↓↓↓

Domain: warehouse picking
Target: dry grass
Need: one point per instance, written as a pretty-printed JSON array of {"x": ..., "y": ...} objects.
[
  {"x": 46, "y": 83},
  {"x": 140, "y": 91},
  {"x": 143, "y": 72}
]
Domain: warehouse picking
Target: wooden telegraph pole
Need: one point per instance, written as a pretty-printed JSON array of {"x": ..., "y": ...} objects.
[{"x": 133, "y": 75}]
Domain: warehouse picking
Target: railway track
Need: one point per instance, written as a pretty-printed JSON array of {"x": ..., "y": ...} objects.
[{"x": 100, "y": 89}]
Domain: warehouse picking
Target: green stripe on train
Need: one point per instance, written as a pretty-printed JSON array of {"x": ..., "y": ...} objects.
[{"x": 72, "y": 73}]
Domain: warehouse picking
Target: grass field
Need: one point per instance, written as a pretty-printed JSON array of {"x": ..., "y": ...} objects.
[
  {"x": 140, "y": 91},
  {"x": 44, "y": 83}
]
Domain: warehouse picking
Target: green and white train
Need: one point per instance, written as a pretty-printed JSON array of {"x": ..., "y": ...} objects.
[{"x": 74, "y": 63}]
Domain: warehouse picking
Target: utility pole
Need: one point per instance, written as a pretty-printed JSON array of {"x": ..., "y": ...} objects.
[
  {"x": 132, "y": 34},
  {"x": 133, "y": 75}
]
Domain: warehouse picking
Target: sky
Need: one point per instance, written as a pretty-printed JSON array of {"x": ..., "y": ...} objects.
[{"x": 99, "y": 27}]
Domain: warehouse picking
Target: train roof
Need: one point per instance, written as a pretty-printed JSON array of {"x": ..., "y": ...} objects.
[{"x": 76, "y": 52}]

↑↑↑

▶ _The problem_
Extract the complete data, matching each line exactly.

▶ _Output for this exercise_
Domain: warehouse picking
Target: dry grass
Need: one point per instance, written as a pretty-printed JSON array of {"x": ..., "y": ...} objects.
[
  {"x": 46, "y": 83},
  {"x": 140, "y": 91},
  {"x": 143, "y": 72}
]
Domain: warehouse picking
Target: wooden telegraph pole
Need: one point per instance, written as a pretty-printed JSON array of {"x": ..., "y": ...} objects.
[{"x": 133, "y": 75}]
Domain: warehouse picking
Target: railway track
Need: one point per instance, written as a pretty-printed JSON array of {"x": ..., "y": ...} objects.
[{"x": 100, "y": 89}]
Domain: warehouse picking
Target: green stripe on train
Need: one point per instance, written as a pretty-printed JSON array of {"x": ..., "y": ...} objects.
[{"x": 72, "y": 73}]
Domain: warehouse picking
Target: grass field
Need: one point per instance, written as a pretty-printed JSON array of {"x": ..., "y": ...} objects.
[
  {"x": 140, "y": 91},
  {"x": 44, "y": 83}
]
Domain: warehouse picking
Target: green and white train
Need: one point per instance, written as a pretty-printed JSON array of {"x": ..., "y": ...} objects.
[{"x": 74, "y": 63}]
Domain: warehouse picking
Target: utility pole
Need: one point per instance, written as a pretty-printed JSON array of {"x": ..., "y": ...} objects.
[
  {"x": 132, "y": 34},
  {"x": 133, "y": 75}
]
Domain: warehouse picking
Target: sky
Need: one point per instance, written as a pretty-printed JSON array of {"x": ..., "y": ...} objects.
[{"x": 99, "y": 27}]
Domain: warehouse picking
Target: train roof
Need: one point per instance, written as a pretty-printed JSON array of {"x": ..., "y": ...} objects.
[{"x": 76, "y": 52}]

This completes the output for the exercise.